Extract provided
========================================
What is the skin microbiome?

By now, most of us are well aware of the importance of gut health and the gut microbiome. You’ve possibly added kombucha and Greek yoghurt and some daily probiotic supplements into your diet to improve the balance of good bacteria in your gut microbiome.  

What you may not know, but which is now getting a lot of attention from scientists and dermatologists – is how the skin microbiome is just as important for our health.  



Your body is a living planet and the skin microbiome is the community of tiny inhabitants that live on your skin.  

This invisible community of microbes are a diverse bunch - a mix of viruses, bacteria and fungi, viruses and mites – and we have as many as 40 different species per individual.   

When your skin microbiome is balanced, with lots of diversity and “good bugs,” you are rewarded with healthy, happy skin.  

When the microbiome is out of balance, you will experience something known as “dysbiosis.”  This is when certain bacteria – the pathogenic kind - take hold and start causing havoc with your skin. The technical names for some of these bad bugs are Staphylococcus Aureus (linked to psoriasis, eczema, impetigo, athlete’s foot), Staphylococcus epidermidis and Propionibacterium acnes (linked to acne).  

The purpose of the skin microbiome is to work with your skin’s immune system to protect the body against infections and injuries.  

The microbiome works with the other components of our skin barrier – the acid mantle and lipid barrier – to protect the skin and shield our body’s internal issue from the outside world.   

The acid mantle sits below the microbiome, and it provides the right pH (around 5.0) to nurture the right microbes. Then equally, the microbes help balance the acid mantle by contributing fatty acids.
========================================
Task set
1. Answer these questions using the article on the skin microbiome:
(a) What term does it use for the state when the skin microbiome is out of balance?
(b) Which conditions does it link to Staphylococcus Aureus?
(c) Around what pH does the acid mantle provide?
2. Pick up the article on the skin microbiome after its final sentence and keep writing.
========================================
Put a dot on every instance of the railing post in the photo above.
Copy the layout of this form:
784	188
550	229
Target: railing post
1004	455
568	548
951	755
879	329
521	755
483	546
========================================
Task-by-task answers
1.
(a) Dysbiosis.
(b) Psoriasis, eczema, impetigo and athlete’s foot.
(c) Around 5.0.

2.
The Skin Immune System & Microbiome

The immune system of the skin is our first line of defence against infection, but one that is complex and intricately controlled.   The immune-microbial relationship is crucial here, the keratinized skin cells, immune cells and microbes all integrate to maintain a healthy skin barrier and immune system.  

The immune system relies on the microbiome to educate it and to recognise inhabitants as a friend or foe.  Think of the microbiome as the sentry in the Meerkat world, keeping an eye out and warning of any predators to keep its community safe.  

The skin microbiome influences the skin immune system. They are intrinsically linked. And both play an important role in protecting our skin & skin barrier function. 

How we mess with our microbiome

Modern life is at constant battle with our skin’s microbiome.  

Hand sanitiser and antibacterial soap have become essential items lately, but they strip all the bacteria, bad and good from our skin. Antibiotics do the same…we’re essentially throwing the baby out with the bath water.   

Only the strong species survive, but that doesn’t make for the diverse ecosystem our microbiome needs in order to operate in full symbiosis with our immune system. Our skin barrier becomes weakened and unable to defend the things our healthy one could – resulting in inflammation and skin issues such as acne and eczema.   

Much bigger than that, overall microbiome health is also linked to diseases such as obesity, diabetes, anxiety, food allergies, asthma and even some cancers. More research is still to be done in these areas, but it’s an indication of how integral the microbiome is to our whole-body health.